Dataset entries

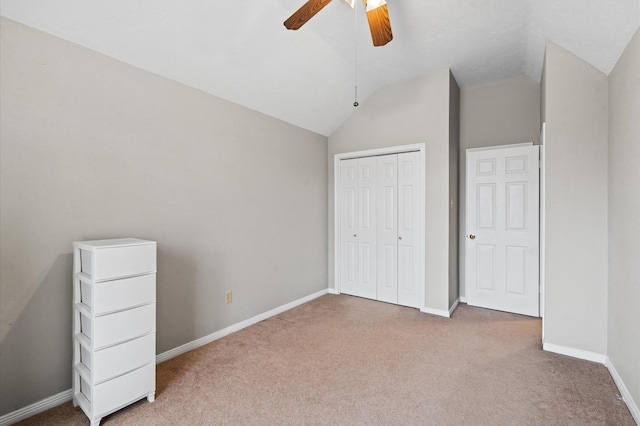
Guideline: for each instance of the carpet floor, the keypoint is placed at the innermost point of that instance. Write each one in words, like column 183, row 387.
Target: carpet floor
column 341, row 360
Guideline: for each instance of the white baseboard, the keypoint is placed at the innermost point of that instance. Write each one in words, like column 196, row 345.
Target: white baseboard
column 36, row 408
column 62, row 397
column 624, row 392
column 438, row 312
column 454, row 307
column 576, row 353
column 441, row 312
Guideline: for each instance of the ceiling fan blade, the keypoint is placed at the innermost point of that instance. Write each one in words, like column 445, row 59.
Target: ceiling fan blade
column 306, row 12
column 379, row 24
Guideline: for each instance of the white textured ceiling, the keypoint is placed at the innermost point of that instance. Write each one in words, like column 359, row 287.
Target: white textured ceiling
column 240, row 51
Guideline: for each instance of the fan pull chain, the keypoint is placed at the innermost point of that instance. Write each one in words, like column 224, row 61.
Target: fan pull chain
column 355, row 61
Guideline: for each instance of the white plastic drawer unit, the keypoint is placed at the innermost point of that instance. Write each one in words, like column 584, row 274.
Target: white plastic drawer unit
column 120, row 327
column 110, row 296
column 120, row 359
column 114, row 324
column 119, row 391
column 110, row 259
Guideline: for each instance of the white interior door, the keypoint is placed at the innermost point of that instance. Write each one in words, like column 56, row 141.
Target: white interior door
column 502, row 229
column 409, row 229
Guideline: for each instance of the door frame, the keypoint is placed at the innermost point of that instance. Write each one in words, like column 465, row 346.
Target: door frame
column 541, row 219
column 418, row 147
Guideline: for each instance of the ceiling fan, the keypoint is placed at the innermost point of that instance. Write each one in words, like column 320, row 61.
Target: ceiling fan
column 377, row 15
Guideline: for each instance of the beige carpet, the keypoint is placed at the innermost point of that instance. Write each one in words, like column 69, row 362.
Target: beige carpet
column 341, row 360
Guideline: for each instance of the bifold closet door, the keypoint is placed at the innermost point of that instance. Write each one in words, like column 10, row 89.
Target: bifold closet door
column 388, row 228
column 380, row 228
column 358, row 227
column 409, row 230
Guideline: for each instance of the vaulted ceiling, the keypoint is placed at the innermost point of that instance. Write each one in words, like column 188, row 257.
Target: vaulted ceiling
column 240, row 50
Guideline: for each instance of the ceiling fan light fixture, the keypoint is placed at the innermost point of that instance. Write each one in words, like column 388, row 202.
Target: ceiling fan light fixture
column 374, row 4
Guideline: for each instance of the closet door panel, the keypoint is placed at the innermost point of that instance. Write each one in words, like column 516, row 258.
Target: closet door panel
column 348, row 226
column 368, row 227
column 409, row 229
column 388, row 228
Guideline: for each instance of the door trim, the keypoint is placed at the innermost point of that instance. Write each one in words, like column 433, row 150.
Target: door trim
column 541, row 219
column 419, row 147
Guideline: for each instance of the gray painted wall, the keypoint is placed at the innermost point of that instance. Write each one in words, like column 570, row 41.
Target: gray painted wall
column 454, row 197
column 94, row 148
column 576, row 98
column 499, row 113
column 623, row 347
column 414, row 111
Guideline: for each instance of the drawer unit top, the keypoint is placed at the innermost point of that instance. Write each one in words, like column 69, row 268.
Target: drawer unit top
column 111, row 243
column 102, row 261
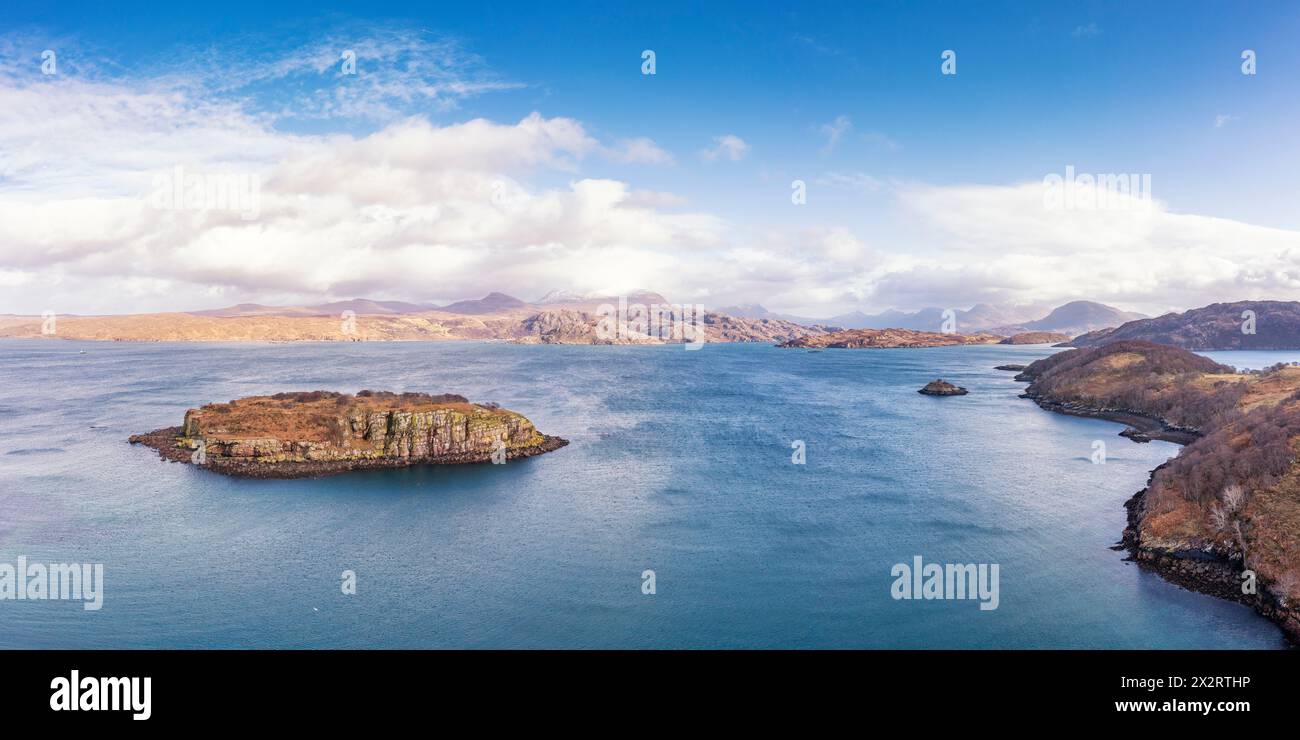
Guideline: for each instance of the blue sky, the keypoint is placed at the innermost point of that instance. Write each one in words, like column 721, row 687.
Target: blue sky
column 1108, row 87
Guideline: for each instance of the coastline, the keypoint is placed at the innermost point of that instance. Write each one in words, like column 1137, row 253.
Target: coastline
---
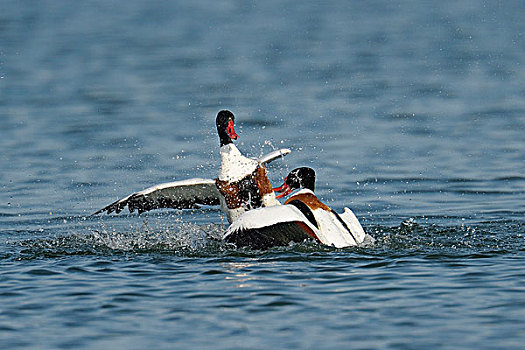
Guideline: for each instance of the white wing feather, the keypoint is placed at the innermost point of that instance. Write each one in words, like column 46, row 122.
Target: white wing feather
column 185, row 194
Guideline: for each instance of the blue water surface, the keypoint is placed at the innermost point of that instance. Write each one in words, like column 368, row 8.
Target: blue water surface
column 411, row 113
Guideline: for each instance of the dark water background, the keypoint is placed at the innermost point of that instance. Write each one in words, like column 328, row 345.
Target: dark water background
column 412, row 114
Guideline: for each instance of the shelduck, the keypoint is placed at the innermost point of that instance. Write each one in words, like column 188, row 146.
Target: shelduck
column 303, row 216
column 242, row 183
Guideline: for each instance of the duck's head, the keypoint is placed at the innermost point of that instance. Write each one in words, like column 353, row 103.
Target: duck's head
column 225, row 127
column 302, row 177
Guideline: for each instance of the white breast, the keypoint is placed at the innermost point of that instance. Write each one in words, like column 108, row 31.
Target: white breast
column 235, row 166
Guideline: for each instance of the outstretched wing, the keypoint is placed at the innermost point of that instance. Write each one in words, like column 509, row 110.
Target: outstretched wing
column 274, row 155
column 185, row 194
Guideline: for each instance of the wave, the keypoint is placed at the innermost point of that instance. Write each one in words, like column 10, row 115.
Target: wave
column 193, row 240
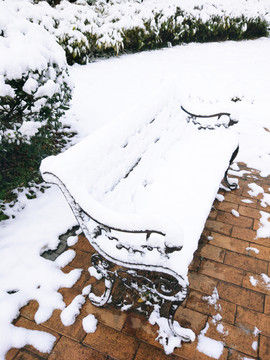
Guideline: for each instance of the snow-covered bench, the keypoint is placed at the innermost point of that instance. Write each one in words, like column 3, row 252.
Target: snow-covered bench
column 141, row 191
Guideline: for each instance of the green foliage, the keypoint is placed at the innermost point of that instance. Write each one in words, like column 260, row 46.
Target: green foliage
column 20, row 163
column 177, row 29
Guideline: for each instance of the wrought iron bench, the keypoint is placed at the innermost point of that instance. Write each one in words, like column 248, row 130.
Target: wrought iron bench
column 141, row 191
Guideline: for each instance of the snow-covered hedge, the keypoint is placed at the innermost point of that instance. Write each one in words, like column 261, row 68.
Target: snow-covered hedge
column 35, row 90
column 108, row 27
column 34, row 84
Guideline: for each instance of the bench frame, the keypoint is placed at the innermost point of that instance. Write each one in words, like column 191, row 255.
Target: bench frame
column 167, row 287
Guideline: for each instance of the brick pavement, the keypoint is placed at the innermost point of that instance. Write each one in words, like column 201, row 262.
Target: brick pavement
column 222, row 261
--
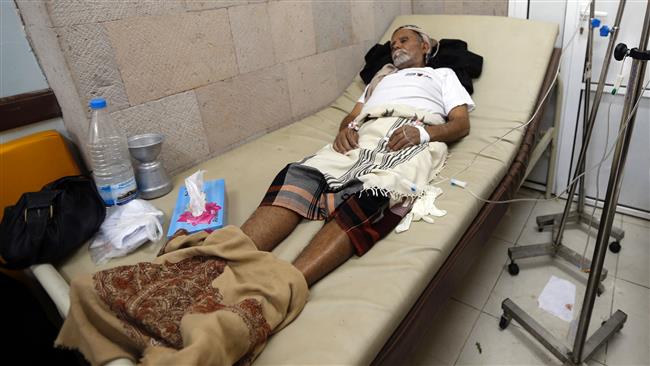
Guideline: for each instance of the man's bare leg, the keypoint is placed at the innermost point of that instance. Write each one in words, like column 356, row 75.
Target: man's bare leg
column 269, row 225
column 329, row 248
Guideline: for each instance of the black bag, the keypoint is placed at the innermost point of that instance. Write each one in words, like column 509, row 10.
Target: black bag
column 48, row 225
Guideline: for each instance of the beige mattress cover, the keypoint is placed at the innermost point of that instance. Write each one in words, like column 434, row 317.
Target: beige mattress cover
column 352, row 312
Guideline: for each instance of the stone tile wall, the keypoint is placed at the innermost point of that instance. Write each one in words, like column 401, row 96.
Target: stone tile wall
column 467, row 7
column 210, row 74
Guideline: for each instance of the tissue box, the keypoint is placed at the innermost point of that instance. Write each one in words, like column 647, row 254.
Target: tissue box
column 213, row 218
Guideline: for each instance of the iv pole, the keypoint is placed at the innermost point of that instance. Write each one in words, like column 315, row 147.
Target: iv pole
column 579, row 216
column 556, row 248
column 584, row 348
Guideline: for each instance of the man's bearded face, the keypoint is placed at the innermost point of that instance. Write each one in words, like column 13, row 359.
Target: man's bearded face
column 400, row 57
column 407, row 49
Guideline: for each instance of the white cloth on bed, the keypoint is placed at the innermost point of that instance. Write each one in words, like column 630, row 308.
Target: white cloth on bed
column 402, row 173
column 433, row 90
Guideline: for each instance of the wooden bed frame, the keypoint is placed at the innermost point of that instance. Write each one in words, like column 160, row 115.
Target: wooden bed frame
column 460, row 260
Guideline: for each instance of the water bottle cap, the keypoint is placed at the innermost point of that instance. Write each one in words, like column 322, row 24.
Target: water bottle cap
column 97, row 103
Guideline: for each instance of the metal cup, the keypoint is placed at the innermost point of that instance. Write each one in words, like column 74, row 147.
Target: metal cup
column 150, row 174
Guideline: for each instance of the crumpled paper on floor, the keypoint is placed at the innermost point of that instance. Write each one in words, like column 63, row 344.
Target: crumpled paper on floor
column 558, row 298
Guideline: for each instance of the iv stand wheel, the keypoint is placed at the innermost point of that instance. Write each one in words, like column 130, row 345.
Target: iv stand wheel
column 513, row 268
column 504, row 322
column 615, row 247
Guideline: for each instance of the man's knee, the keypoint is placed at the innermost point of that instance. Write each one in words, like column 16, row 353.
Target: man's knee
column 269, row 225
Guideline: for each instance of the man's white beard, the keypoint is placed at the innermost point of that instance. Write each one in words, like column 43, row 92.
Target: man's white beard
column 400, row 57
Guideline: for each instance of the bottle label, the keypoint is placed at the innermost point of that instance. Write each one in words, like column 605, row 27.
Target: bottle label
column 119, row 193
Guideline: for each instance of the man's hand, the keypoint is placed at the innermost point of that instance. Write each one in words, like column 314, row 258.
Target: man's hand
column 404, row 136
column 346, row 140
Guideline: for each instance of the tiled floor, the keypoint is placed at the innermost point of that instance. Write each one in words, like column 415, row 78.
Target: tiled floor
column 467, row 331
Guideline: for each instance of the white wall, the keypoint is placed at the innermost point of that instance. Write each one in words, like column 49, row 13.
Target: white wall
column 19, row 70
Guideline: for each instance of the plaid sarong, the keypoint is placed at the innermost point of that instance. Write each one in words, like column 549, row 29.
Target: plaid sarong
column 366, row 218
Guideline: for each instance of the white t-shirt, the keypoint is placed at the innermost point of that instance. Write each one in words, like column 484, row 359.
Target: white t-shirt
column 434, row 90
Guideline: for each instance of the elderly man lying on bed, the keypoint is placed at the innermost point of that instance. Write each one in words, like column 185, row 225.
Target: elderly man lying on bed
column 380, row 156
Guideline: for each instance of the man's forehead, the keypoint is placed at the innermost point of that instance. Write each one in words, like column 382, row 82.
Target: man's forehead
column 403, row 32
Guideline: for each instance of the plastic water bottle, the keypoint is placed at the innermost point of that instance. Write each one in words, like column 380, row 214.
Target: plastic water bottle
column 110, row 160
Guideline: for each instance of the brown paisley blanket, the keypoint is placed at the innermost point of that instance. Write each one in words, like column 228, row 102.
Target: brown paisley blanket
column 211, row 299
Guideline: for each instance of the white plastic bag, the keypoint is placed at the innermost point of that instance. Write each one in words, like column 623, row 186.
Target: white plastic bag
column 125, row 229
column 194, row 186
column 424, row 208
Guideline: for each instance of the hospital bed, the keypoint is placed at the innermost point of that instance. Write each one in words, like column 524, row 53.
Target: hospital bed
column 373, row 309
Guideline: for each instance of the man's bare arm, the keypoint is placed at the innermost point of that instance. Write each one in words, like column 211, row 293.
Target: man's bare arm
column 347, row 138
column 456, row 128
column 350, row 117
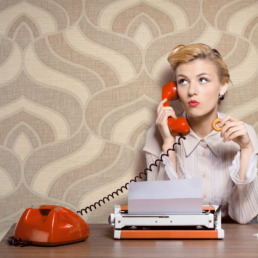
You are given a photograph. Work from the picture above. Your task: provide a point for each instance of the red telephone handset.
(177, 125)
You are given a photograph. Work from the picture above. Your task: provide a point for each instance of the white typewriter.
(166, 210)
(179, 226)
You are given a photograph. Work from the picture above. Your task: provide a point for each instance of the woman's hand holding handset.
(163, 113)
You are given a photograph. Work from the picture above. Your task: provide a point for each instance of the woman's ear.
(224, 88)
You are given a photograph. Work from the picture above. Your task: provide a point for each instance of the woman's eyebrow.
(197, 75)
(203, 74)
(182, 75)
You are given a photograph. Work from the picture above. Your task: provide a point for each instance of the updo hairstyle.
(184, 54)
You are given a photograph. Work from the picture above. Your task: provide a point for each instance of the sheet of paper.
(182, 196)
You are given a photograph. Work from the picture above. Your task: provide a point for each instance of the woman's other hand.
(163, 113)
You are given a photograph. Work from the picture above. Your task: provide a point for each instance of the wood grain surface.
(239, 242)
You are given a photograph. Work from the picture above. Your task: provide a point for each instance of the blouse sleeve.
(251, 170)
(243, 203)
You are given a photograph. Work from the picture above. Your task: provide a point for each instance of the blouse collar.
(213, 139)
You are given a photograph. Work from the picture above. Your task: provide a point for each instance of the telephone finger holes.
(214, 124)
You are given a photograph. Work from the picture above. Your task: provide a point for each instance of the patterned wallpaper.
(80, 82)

> **What the task requires**:
Looking at the data above, how many lines hold the string "coastline"? Reply with only the number.

> **Expected answer**:
2